═════ Dataset records ═════

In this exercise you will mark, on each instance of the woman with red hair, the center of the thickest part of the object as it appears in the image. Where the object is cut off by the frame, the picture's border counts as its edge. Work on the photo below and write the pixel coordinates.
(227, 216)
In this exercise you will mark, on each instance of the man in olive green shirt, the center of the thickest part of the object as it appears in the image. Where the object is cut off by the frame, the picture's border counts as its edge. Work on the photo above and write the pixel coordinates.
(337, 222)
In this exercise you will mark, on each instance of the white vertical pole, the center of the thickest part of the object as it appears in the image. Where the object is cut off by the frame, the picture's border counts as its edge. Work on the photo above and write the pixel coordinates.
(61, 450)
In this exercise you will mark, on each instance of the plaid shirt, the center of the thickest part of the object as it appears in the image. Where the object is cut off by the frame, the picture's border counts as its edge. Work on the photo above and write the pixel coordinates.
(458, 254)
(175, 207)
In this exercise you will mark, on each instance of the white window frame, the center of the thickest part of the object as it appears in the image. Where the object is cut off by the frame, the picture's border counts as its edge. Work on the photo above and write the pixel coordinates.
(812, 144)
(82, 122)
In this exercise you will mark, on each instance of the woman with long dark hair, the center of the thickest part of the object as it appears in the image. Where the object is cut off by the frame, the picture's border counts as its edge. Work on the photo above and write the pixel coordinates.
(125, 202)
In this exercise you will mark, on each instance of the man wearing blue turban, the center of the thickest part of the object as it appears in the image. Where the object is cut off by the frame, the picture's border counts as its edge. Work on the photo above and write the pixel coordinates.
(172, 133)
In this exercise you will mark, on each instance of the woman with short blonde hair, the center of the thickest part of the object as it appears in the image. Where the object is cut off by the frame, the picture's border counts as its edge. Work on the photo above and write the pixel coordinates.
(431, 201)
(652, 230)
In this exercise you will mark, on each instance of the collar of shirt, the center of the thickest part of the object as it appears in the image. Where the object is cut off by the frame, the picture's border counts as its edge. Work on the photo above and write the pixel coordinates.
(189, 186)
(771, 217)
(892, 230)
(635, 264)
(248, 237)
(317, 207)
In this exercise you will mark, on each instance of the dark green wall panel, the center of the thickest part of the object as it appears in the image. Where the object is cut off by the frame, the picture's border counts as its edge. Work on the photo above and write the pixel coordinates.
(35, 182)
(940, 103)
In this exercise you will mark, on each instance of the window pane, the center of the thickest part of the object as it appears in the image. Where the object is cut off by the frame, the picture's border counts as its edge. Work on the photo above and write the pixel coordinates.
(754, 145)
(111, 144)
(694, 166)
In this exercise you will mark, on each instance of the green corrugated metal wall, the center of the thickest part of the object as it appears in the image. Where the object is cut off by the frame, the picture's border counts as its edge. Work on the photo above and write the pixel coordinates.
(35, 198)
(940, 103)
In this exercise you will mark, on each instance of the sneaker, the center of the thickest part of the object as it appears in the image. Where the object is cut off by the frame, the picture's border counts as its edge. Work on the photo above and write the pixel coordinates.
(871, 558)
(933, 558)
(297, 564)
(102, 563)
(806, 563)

═════

**Directions for this task**
Reply with exactly the lines from the one containing "the sneaker, the" to the last line of the material, inclusive, and with nothing more.

**Written reply**
In this exercise you will mark, on each instance of the sneaker, the center of the thickest part of the object as it appears in the image. Where the object is cut off by the frame, the picture's border counts as its edge. Work on the photo above and write the pixel coordinates.
(871, 558)
(933, 558)
(297, 564)
(102, 563)
(806, 563)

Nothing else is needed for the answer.